WHAT YOU NEED TO DO :: After locating the line with "written like (862,39)." in the data that follows, return it and every later line exactly, up to and including the line with "written like (1103,207).".

=== Begin Enclosure ===

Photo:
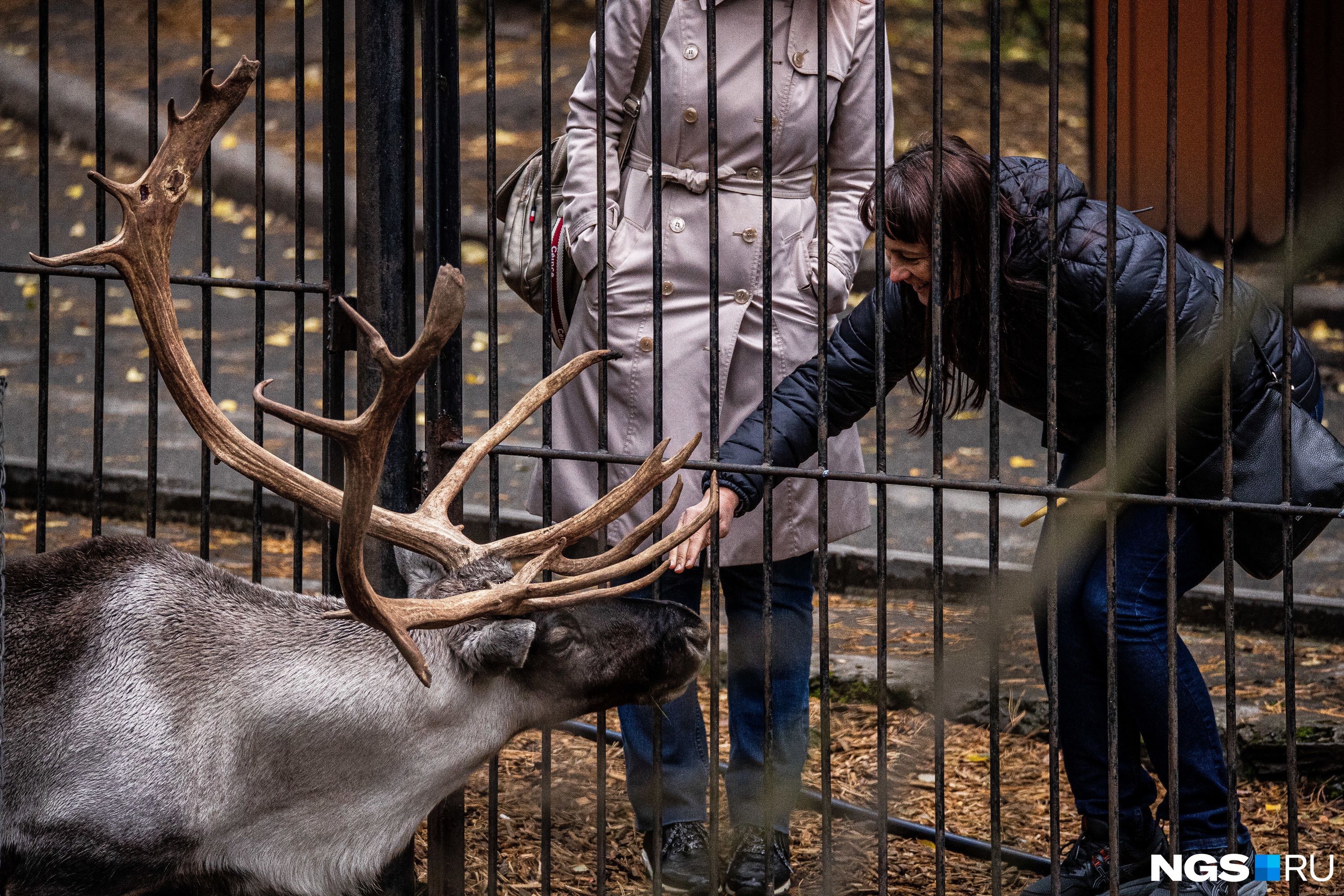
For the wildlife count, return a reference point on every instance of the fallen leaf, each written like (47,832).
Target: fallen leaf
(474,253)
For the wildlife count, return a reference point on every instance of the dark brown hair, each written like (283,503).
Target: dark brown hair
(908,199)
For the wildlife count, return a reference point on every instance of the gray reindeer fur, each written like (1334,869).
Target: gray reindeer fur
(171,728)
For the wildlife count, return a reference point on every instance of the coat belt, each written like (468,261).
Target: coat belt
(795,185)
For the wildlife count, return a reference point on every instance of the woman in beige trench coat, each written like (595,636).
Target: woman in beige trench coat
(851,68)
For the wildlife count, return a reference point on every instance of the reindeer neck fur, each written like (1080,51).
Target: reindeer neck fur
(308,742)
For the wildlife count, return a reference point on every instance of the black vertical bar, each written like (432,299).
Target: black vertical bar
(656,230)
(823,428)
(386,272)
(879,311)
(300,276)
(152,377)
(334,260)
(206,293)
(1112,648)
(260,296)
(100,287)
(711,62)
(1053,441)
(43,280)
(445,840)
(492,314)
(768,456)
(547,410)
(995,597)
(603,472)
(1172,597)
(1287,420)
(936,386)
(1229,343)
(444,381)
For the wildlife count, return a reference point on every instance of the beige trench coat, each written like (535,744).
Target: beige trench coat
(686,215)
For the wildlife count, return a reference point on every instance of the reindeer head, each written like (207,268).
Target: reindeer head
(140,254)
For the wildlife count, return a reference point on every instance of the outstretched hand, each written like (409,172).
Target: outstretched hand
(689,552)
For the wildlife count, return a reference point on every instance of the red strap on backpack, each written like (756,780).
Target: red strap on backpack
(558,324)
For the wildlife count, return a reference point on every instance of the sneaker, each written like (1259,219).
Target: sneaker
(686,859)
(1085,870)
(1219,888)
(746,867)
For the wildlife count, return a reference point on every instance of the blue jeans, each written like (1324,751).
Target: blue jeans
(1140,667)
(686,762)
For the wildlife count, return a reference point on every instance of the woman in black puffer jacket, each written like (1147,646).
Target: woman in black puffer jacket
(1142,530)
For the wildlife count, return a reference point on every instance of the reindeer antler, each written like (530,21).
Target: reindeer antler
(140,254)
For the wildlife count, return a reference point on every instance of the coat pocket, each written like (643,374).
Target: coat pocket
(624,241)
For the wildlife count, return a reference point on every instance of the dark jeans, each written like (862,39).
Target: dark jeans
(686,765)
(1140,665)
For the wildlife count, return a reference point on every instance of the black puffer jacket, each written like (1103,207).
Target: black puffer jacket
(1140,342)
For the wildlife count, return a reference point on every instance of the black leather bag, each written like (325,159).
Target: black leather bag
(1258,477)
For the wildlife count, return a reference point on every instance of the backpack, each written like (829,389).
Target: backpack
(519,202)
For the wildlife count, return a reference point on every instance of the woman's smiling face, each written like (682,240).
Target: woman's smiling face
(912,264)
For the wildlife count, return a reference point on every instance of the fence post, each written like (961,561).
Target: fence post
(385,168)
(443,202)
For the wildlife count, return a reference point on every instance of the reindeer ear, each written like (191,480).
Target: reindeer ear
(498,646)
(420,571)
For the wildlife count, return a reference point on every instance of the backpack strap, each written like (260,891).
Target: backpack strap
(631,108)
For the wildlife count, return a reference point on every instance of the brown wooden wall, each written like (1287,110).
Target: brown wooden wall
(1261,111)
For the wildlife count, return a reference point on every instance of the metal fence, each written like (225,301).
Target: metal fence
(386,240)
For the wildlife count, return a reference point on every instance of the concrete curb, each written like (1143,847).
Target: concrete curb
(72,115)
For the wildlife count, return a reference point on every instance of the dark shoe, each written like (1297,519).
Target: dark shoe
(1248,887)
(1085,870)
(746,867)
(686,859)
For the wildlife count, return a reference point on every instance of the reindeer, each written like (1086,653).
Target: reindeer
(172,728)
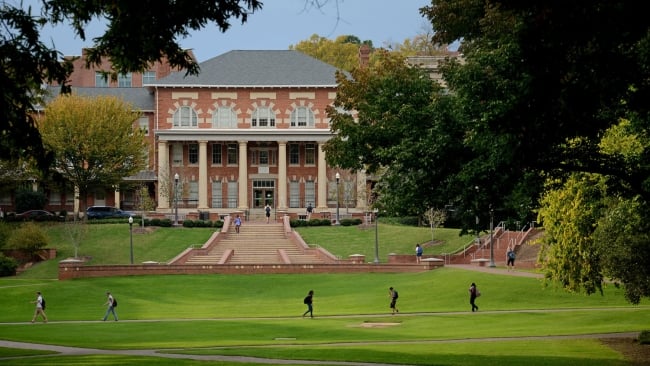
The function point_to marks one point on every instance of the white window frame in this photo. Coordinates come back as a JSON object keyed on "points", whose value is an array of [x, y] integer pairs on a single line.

=== End Enclosure ===
=== Begin Enclosure ===

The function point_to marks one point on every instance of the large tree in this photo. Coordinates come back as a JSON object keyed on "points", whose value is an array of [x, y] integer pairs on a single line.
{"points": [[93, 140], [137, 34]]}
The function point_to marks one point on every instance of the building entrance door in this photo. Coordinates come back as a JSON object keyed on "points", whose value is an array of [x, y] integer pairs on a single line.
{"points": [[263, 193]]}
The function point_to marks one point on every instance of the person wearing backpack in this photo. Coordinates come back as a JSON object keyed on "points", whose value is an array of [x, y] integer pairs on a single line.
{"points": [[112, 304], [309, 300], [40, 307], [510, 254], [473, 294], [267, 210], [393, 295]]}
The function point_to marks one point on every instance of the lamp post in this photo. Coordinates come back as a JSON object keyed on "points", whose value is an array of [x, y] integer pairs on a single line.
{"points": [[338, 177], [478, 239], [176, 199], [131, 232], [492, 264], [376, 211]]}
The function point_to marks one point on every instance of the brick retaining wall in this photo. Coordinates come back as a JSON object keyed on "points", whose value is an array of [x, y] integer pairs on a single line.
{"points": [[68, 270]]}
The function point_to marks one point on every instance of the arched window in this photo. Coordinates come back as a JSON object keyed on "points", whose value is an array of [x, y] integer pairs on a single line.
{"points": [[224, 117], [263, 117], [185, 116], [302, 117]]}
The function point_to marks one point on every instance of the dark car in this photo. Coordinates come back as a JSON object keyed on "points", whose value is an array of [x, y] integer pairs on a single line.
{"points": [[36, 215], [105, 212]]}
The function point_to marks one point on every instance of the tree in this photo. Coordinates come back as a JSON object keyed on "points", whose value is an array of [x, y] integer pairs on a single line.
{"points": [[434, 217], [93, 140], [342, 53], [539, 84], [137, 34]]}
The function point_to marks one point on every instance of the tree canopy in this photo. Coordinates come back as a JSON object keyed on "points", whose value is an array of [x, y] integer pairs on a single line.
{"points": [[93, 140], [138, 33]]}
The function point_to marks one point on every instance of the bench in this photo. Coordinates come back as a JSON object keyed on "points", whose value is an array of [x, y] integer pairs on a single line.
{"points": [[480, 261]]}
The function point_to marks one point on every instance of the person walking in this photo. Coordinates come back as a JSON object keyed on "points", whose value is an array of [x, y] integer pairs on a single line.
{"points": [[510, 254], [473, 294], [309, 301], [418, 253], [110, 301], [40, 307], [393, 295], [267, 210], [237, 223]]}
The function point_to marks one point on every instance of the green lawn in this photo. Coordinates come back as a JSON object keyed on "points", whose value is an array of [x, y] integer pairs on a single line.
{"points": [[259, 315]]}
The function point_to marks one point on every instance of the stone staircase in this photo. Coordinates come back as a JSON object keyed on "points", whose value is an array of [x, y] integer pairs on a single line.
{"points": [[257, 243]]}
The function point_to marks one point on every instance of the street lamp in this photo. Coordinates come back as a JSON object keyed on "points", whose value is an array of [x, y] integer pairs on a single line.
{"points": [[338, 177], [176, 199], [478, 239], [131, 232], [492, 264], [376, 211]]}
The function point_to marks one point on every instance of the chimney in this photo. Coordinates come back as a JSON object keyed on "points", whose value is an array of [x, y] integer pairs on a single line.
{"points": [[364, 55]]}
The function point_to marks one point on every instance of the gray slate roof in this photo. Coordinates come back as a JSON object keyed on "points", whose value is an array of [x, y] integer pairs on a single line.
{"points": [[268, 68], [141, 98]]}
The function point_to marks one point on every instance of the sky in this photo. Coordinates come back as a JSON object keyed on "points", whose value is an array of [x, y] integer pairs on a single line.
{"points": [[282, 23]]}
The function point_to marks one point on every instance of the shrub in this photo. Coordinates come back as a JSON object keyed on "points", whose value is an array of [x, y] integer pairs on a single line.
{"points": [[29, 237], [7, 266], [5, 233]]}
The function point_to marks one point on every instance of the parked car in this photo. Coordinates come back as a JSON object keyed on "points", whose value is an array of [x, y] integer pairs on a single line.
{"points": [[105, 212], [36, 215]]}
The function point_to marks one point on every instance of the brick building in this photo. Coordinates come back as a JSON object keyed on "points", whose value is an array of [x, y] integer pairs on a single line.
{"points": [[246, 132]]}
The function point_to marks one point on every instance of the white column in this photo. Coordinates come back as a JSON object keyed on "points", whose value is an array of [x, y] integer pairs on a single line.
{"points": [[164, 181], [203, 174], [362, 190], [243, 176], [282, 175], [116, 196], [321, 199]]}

=== End Enclosure ===
=== Begin Enclosure ===

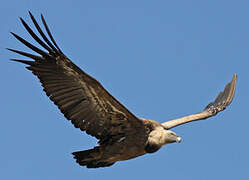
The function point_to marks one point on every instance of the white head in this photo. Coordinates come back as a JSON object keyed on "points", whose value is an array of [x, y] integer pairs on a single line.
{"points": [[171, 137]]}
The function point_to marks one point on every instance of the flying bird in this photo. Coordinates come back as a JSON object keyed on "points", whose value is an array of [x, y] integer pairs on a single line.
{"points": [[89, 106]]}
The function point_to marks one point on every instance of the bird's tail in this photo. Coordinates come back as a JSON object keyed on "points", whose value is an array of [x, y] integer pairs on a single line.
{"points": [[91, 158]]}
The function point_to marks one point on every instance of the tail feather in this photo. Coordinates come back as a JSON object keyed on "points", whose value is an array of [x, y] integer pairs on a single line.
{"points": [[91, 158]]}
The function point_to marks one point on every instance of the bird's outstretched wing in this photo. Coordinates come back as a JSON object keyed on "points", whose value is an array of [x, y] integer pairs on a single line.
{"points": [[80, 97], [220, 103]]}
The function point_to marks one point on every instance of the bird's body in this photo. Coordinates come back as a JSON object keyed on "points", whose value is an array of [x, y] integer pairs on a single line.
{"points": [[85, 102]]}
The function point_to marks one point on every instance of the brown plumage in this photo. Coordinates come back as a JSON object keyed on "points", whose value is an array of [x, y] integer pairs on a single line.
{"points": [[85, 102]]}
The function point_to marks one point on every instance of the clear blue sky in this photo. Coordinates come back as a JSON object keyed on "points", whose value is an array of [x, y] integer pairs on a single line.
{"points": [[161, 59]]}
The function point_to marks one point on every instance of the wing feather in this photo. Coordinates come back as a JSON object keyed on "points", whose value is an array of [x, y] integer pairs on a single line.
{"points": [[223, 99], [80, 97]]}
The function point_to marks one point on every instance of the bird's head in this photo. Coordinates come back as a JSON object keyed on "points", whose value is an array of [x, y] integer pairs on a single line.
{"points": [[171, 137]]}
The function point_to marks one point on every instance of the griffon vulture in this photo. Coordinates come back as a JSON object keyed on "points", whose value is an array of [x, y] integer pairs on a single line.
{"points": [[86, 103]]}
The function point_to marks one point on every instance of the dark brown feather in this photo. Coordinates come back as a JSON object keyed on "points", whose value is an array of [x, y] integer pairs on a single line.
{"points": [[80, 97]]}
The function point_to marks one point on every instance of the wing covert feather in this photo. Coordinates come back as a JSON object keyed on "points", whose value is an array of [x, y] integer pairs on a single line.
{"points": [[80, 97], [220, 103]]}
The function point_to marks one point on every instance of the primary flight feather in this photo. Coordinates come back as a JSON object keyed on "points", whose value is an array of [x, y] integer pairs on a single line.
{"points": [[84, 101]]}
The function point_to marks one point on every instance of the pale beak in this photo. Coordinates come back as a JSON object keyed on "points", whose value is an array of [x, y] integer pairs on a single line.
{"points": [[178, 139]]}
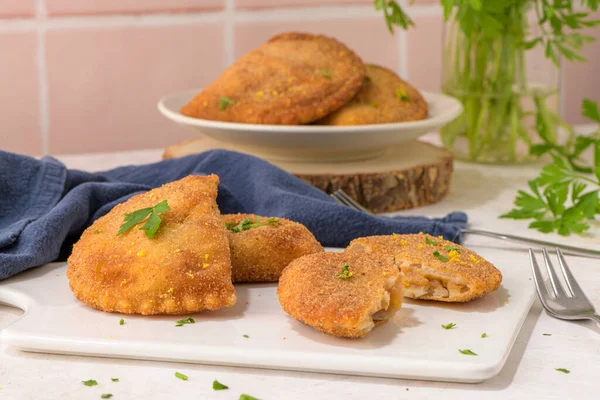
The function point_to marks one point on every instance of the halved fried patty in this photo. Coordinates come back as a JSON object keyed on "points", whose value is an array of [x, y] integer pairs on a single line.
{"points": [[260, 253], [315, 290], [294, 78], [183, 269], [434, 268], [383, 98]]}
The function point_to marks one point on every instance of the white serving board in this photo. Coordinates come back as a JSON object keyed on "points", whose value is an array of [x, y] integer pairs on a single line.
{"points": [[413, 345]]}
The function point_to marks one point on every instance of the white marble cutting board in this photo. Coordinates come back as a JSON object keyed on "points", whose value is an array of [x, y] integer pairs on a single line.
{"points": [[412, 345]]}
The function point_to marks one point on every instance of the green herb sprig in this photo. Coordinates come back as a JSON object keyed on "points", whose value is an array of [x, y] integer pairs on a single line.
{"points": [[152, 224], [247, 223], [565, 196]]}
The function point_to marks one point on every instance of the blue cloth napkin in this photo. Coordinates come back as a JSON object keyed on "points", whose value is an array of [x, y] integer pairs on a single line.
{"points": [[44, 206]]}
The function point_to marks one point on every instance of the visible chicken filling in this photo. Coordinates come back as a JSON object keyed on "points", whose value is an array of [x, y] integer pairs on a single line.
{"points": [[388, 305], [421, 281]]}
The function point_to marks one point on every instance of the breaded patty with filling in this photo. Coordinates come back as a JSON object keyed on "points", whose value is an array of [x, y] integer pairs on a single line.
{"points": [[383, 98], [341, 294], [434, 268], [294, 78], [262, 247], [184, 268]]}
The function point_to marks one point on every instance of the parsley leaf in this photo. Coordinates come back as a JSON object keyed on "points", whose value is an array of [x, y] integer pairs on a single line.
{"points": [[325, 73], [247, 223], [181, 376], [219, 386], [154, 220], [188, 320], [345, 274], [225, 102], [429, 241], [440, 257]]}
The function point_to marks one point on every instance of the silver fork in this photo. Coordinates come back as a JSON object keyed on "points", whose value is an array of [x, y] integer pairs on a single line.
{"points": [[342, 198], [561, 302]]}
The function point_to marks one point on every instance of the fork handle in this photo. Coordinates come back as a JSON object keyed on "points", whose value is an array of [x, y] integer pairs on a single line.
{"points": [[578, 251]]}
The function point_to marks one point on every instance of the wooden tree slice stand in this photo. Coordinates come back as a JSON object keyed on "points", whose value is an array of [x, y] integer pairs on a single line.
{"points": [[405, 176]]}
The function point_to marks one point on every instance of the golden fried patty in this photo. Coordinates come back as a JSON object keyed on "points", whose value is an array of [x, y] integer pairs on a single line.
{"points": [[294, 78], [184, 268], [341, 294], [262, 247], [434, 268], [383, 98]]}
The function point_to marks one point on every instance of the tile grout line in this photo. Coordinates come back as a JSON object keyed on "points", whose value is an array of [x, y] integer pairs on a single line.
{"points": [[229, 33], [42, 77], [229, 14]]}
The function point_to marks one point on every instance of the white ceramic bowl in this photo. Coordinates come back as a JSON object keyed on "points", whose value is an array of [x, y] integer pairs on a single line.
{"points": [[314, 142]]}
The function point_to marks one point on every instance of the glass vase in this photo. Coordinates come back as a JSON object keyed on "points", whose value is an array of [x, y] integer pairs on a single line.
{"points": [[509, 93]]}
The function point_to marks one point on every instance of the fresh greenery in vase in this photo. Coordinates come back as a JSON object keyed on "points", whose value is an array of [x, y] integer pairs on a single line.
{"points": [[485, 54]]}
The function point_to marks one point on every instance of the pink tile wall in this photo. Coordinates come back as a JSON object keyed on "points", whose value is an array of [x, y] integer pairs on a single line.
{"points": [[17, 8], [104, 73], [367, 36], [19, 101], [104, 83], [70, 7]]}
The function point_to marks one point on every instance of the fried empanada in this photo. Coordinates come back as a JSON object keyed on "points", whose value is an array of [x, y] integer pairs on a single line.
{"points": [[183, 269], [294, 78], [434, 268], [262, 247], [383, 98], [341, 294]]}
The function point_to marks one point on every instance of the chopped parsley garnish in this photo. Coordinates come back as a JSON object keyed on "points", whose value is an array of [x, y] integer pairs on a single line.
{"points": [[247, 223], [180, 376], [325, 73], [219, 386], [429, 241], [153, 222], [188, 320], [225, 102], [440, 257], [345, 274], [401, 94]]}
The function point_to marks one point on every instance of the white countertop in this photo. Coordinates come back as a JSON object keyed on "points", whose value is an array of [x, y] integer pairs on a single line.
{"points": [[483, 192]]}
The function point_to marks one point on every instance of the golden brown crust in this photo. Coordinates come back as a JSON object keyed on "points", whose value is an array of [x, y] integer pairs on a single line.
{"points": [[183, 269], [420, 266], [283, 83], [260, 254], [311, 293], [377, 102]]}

=== End Enclosure ===

FINAL ANSWER ::
For the wildlife count, return a reference point on every instance of the dark jeans, each written like (862,39).
Target: dark jeans
(686,765)
(1140,665)
For the wildlife count, return a reference point on every instance of the black puffer jacket, each written like (1103,207).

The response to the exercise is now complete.